-- TASK STATEMENT --
Arrange the items from the line with "segment --target tree" up to and including the line with "195 240 L 224" as a numbered list, omitting blank lines.

-- RECORDED INFORMATION --
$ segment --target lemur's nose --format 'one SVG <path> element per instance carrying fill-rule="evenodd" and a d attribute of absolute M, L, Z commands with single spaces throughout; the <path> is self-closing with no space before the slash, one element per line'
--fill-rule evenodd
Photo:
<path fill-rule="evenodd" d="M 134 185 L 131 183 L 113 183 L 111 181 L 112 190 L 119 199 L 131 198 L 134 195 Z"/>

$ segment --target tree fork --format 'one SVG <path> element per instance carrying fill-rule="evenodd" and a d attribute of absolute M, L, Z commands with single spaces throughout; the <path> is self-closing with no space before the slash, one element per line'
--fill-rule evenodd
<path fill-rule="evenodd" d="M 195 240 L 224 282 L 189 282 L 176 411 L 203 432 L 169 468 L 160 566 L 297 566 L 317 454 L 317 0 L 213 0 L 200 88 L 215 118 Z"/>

* * *

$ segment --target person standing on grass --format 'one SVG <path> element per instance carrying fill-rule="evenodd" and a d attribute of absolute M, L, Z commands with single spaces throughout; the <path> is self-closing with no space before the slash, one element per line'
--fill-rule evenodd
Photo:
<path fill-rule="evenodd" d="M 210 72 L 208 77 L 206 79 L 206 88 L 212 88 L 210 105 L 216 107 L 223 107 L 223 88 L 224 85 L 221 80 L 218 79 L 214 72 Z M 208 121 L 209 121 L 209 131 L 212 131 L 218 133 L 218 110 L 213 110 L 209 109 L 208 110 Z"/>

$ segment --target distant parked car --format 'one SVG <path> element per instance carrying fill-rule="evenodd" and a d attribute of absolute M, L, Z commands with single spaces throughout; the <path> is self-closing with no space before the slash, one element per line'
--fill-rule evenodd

-- THE ANSWER --
1. $ segment --target tree fork --format 'one SVG <path> element per instance carrying fill-rule="evenodd" and a d attribute of absolute M, L, Z commands with single spaces throughout; the <path> is self-closing with no space before the slash, one element per line'
2. --fill-rule evenodd
3. <path fill-rule="evenodd" d="M 195 240 L 224 282 L 189 282 L 176 411 L 203 432 L 169 468 L 160 566 L 297 566 L 317 454 L 317 0 L 213 0 L 200 88 L 215 118 Z"/>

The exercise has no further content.